### Excerpted passage:

▬▬▬▬▬▬

Psychiatrists have earned a Doctor of Medicine (MD) en route to more specialized training in psychodiagnostics and the treatment of mental illness using psychotropic interventions - medication that affects mental activity, behavior, perception, or mood. While most psychiatrists receive some training in psychosocial interventions including psychotherapy, such training tends to be more limited in comparison to their medical expertise and more narrow in scope when compared to the psychosocial training of psychologists. As a result, most psychiatrists will tend to view psychological issues from a "medical model" of practice and psychopharmaceutical interventions are more likely to be entertained as a possible solution to a patient's psychological issues. Initial appointments tend to be quite detailed and typically involve a thorough investigation of presenting symptoms, medical, and psychosocial history. After an initial appointment, face-to-face contact tends to be brief (unless engaging in therapy), and usually consists of monitoring adherence to medication, perseverance of symptoms, and the discussion of possible side-effects.

Since a psychiatrist is a physician, their services are covered under Nova Scotia's Medical Services Insurance (MSI). At the time of this writing, psychiatric referrals in Nova Scotia are limited by a shortage of psychiatrists relative to demand; it is not uncommon for first-time non-emergency patients to wait months before an initial appointment. It is therefore unsurprising that in both Canada and the United States most psychiatric medications (e.g. anti-depressants & anxiolytics) are prescribed by family physicians.

▬▬▬▬▬▬

### Entries shown:
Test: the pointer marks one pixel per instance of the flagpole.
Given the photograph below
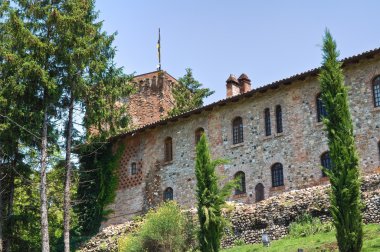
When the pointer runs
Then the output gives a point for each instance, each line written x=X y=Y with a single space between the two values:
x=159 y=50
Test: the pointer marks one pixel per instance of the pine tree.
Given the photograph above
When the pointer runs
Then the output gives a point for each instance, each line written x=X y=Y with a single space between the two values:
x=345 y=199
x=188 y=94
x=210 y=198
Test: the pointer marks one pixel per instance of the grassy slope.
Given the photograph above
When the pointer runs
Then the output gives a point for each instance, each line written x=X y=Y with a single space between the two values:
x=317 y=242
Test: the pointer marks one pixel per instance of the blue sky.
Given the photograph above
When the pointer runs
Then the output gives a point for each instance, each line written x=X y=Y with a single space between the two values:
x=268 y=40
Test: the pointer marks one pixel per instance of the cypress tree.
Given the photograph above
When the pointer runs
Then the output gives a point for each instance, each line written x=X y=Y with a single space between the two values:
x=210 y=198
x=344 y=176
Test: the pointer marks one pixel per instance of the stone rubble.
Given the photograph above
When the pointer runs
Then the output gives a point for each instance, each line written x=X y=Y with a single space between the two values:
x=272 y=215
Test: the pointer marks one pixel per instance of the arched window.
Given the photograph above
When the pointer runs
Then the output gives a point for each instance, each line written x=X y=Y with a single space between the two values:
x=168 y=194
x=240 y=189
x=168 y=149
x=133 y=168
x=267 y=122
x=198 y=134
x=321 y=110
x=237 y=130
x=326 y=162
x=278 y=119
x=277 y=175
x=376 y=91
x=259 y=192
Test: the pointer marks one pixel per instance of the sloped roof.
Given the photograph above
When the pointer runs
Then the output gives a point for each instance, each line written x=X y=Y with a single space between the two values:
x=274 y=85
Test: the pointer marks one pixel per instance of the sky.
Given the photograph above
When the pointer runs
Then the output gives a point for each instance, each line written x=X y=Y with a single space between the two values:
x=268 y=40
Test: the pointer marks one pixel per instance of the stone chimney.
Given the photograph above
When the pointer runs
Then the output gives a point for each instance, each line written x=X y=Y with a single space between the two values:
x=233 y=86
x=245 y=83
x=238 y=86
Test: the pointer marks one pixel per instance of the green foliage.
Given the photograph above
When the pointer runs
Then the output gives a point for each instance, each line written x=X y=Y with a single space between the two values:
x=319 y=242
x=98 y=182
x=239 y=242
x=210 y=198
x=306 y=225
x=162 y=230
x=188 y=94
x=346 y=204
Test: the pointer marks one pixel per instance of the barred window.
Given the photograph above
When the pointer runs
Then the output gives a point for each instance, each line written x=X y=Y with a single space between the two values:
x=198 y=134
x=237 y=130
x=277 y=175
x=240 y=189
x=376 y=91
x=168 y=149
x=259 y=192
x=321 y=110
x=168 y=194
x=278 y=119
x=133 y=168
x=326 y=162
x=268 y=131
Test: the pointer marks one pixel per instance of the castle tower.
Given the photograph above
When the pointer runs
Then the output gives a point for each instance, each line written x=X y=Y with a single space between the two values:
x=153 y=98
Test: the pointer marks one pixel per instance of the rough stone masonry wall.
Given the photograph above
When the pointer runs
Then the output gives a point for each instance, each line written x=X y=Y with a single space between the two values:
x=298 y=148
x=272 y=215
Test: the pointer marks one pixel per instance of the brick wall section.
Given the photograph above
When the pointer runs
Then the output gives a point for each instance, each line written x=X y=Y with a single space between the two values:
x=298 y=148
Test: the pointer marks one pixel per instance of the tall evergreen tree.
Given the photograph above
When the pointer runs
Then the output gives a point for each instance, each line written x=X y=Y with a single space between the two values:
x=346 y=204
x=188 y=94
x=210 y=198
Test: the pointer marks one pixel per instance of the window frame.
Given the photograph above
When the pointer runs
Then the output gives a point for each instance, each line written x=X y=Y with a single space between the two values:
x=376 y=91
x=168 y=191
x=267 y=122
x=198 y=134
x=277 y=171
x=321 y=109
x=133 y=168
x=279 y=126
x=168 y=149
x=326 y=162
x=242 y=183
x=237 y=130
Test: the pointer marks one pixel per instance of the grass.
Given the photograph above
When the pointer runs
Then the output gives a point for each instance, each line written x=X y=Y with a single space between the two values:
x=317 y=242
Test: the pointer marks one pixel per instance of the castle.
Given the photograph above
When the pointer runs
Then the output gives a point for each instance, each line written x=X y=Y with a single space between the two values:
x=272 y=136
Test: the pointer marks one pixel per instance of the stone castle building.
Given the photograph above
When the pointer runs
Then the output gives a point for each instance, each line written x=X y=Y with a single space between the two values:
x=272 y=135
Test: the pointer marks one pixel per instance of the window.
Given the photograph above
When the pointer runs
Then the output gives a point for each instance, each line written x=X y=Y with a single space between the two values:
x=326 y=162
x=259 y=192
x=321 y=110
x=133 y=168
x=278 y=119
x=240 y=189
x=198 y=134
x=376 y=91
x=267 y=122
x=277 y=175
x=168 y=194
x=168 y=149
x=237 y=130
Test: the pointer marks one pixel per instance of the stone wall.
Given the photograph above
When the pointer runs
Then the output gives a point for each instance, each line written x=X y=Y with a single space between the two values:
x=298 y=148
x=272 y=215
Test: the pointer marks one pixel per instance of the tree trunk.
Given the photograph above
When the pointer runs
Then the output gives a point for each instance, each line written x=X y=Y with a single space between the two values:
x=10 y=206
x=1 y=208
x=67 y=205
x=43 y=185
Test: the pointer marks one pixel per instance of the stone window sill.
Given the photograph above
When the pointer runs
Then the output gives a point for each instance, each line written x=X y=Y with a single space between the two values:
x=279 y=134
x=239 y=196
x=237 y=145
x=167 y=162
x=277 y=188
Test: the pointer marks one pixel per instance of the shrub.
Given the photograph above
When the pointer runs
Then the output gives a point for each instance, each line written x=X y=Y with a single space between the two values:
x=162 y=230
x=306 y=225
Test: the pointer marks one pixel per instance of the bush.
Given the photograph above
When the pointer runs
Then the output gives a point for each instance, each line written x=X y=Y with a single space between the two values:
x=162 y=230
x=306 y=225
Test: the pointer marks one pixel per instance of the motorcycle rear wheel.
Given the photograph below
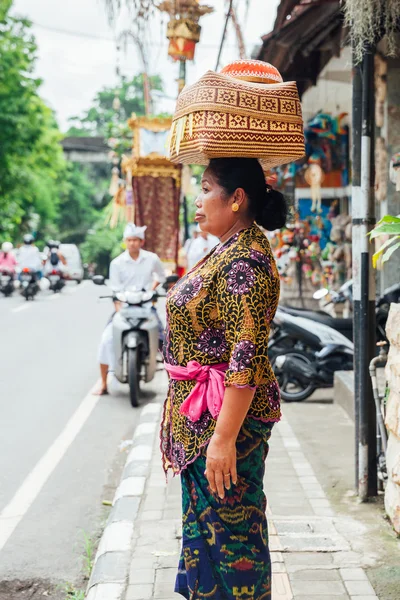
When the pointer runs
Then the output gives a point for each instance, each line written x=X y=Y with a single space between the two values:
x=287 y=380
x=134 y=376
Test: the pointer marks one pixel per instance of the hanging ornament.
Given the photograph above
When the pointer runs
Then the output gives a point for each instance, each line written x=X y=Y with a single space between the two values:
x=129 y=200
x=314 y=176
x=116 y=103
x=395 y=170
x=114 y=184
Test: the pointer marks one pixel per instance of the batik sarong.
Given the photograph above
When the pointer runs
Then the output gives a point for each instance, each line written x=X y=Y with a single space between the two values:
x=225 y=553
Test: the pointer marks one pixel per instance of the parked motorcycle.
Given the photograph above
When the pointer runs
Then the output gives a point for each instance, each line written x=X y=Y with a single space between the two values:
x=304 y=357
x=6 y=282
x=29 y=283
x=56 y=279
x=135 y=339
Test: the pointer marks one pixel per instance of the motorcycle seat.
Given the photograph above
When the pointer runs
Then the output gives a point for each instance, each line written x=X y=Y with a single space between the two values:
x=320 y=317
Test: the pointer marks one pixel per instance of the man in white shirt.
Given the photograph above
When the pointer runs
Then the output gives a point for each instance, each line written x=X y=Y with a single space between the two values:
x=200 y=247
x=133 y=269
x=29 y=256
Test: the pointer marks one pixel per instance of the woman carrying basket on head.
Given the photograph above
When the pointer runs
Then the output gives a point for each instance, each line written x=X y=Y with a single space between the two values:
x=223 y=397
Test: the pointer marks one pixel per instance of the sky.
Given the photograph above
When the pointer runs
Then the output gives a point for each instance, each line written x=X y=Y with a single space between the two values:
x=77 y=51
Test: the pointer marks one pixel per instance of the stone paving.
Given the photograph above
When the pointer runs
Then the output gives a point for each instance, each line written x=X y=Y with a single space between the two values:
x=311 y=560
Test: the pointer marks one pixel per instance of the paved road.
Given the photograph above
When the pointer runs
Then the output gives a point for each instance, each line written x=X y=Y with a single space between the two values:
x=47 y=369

▬▬▬▬▬▬

### Required actions:
**1)** Answer these questions using the passage on psychiatrists:
(a) What degree have psychiatrists earned?
(b) Apart from therapy, what does face-to-face contact after an initial appointment usually consist of?
(c) Under what program are a psychiatrist's services covered in Nova Scotia?
**2)** Rewrite the passage on psychiatrists from "Since a psychiatrist" up to and including "by family physicians.", replacing "family physicians" with "general practitioners".

### Solutions below:
**1)**
(a) A Doctor of Medicine (MD).
(b) Monitoring adherence to medication, perseverance of symptoms, and the discussion of possible side-effects.
(c) Nova Scotia's Medical Services Insurance (MSI).

**2)**
Since a psychiatrist is a physician, their services are covered under Nova Scotia's Medical Services Insurance (MSI). At the time of this writing, psychiatric referrals in Nova Scotia are limited by a shortage of psychiatrists relative to demand; it is not uncommon for first-time non-emergency patients to wait months before an initial appointment. It is therefore unsurprising that in both Canada and the United States most psychiatric medications (e.g. anti-depressants & anxiolytics) are prescribed by general practitioners.